Your job is to return every line in the data holding the string "dark".
------------------------------------------------------------------------
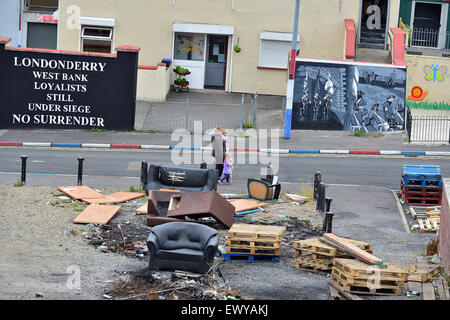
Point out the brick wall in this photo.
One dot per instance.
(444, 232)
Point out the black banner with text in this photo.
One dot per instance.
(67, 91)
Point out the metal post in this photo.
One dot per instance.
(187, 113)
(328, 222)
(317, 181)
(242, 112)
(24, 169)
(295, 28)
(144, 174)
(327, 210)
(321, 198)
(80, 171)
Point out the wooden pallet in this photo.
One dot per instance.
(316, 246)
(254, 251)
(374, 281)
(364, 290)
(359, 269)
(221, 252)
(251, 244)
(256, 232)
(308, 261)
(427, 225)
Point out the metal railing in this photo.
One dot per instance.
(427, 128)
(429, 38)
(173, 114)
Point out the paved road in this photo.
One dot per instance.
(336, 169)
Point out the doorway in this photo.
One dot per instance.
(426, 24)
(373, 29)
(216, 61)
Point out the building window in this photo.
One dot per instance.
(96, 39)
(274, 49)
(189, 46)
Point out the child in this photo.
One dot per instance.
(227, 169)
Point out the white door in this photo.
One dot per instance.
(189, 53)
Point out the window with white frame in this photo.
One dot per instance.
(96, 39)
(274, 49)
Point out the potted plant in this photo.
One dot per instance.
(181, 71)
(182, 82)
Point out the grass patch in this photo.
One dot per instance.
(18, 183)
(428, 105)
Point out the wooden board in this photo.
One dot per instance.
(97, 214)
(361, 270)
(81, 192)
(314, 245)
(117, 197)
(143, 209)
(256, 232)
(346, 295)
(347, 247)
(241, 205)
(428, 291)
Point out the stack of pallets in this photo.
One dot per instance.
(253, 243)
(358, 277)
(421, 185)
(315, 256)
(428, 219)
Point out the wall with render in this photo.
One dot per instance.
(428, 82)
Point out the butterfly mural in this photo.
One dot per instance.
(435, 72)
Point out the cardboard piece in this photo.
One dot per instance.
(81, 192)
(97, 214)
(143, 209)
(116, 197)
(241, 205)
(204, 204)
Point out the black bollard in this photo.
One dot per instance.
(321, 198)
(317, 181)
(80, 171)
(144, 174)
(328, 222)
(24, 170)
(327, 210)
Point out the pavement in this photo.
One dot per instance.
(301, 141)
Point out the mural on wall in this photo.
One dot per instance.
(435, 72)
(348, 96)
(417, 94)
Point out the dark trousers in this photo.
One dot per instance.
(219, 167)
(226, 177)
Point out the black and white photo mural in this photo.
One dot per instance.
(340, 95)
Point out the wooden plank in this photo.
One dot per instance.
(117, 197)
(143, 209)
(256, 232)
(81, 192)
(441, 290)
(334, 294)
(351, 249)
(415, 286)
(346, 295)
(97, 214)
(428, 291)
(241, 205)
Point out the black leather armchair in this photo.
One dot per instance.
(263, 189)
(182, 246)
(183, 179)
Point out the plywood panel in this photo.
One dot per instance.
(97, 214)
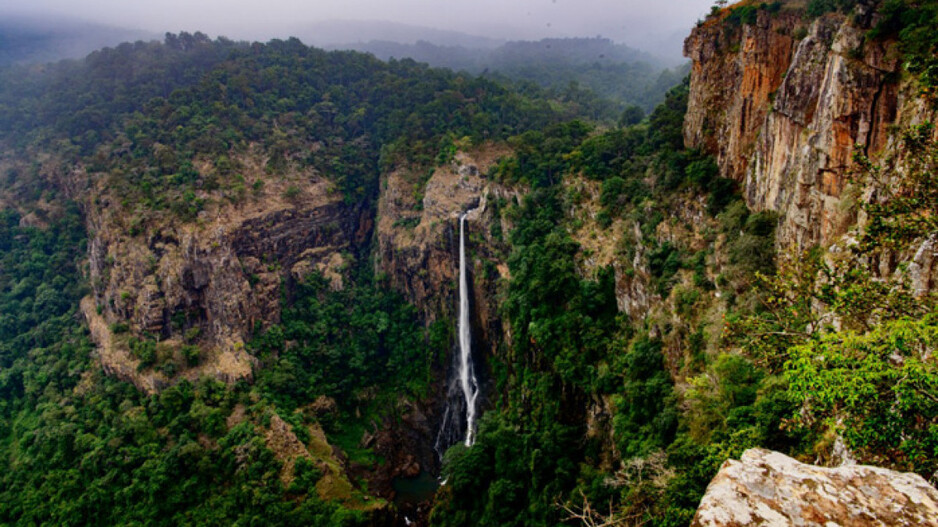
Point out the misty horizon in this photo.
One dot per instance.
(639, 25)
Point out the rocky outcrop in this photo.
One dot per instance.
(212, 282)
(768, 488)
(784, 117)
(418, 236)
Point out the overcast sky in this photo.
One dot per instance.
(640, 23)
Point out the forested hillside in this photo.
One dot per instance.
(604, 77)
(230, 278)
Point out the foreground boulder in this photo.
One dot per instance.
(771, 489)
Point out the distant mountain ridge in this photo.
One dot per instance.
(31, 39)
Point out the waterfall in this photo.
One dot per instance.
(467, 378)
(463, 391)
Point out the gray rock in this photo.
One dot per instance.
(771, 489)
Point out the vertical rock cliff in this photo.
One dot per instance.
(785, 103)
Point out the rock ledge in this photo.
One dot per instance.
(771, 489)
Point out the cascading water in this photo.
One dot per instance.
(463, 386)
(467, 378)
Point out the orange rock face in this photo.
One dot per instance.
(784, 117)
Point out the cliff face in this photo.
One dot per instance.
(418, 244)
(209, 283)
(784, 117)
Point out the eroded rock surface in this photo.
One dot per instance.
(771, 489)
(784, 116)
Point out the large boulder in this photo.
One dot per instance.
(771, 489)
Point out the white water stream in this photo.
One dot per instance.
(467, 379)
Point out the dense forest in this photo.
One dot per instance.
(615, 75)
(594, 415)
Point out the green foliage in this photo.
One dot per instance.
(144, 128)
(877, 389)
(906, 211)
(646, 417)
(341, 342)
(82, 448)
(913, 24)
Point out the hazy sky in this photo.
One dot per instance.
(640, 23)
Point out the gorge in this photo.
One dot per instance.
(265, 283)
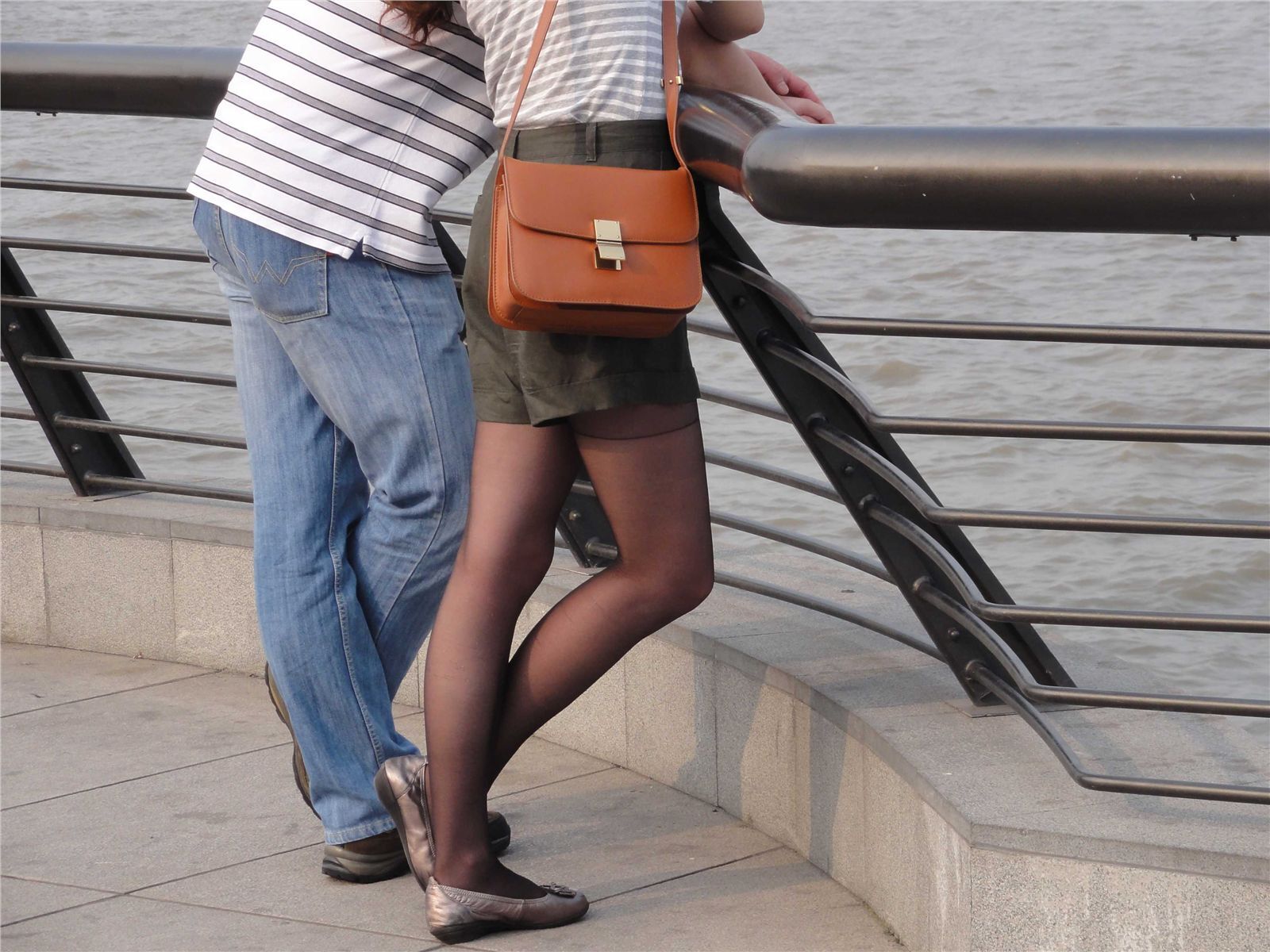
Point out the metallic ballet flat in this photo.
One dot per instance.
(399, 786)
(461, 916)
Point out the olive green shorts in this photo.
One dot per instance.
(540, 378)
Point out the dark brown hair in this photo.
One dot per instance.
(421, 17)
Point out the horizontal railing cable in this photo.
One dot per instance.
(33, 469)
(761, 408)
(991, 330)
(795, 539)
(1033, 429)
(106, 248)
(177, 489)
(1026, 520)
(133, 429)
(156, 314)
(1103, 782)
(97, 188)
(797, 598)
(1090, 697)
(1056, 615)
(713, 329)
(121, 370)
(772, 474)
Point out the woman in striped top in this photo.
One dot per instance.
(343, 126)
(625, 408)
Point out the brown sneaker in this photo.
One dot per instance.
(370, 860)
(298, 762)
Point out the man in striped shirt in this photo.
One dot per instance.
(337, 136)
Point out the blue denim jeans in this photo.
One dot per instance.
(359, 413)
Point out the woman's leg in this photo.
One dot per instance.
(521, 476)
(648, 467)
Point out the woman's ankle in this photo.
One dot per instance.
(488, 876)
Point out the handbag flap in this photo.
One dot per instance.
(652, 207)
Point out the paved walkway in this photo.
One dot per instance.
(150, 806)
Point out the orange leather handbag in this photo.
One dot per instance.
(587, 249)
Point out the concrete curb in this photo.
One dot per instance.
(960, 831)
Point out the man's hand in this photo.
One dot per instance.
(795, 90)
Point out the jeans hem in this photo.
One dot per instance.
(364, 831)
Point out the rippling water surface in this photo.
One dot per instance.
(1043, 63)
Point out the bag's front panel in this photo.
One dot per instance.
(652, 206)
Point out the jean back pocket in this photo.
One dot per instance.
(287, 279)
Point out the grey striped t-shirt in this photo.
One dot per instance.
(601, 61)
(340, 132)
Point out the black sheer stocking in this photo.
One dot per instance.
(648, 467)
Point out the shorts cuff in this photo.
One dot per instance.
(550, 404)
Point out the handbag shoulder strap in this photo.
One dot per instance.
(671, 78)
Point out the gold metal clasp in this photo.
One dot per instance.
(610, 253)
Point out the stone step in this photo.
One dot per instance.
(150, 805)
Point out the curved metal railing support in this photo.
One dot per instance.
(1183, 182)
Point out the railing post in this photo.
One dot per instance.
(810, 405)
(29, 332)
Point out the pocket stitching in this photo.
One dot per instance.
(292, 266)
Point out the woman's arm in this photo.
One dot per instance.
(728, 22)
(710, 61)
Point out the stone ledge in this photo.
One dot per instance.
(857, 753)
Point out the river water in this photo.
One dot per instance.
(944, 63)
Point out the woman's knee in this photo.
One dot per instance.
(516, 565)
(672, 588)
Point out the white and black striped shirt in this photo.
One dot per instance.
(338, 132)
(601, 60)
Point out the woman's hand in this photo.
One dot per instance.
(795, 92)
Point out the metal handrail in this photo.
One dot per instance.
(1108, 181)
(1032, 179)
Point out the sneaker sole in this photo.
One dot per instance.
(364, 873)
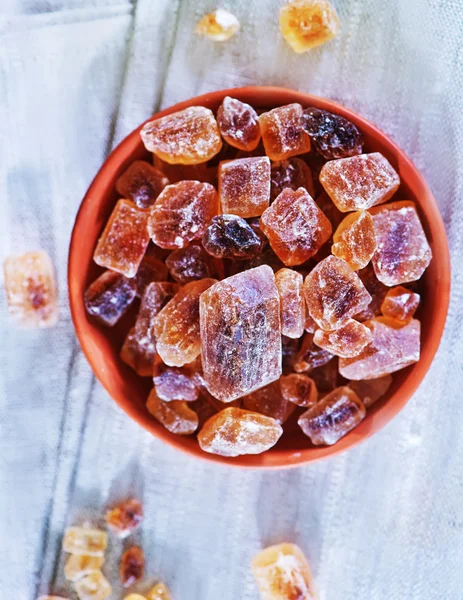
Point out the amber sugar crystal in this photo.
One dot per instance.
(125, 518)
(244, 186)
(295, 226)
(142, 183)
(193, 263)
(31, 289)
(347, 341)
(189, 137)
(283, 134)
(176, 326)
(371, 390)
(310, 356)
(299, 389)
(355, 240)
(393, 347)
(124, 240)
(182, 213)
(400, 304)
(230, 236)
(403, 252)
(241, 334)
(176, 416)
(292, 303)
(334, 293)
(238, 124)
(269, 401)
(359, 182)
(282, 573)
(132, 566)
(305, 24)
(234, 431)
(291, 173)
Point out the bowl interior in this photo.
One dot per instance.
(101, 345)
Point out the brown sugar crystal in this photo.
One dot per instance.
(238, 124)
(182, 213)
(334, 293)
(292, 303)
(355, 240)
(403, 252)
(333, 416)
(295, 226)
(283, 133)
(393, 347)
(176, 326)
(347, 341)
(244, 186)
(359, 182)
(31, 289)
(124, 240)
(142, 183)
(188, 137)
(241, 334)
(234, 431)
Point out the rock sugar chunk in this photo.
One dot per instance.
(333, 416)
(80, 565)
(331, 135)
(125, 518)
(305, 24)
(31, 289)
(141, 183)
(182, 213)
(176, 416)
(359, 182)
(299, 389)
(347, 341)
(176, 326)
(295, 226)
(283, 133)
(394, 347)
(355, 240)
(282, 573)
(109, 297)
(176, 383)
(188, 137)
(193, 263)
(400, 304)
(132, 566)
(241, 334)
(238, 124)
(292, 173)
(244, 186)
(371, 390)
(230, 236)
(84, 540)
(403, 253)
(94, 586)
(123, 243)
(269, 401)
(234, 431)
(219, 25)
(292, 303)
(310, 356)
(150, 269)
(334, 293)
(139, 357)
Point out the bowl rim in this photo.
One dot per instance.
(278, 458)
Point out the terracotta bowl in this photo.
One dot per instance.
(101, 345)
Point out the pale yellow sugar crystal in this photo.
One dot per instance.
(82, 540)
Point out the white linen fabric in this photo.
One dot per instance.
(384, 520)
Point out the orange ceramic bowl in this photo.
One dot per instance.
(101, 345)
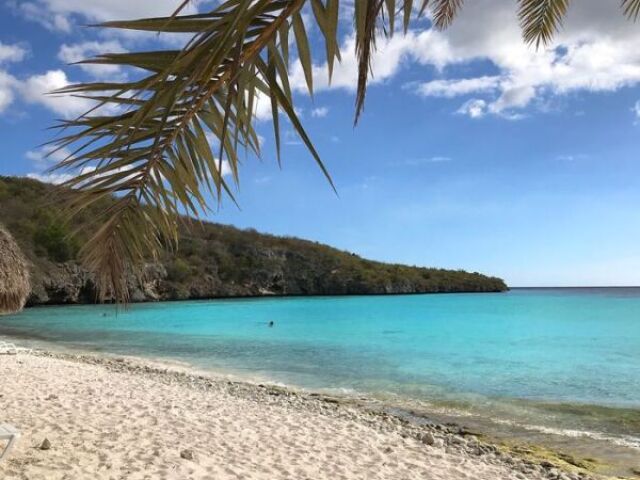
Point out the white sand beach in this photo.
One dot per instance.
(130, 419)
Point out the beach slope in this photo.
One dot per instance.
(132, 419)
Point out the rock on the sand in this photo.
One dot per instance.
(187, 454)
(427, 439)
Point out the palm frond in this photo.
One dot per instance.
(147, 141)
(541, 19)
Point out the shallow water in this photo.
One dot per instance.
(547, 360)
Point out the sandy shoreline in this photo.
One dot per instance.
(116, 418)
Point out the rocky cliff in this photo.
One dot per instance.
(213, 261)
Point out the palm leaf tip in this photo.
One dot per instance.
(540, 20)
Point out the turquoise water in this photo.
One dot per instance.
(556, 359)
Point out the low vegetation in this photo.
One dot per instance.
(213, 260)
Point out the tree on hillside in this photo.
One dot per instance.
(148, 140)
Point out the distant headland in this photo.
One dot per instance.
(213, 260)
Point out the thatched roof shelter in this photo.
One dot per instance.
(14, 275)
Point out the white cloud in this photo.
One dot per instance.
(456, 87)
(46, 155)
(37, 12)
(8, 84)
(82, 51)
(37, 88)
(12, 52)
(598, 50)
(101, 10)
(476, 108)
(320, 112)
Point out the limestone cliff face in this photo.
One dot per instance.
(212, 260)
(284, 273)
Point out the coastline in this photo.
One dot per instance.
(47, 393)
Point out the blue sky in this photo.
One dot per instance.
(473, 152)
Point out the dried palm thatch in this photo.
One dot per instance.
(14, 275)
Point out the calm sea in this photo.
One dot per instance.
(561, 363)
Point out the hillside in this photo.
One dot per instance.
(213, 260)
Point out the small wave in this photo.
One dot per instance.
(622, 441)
------------------------------------------------------------------------
▸ SOLVED EXERCISE:
Point out the dark trousers in this photo.
Point out the dark brown hair in this photo.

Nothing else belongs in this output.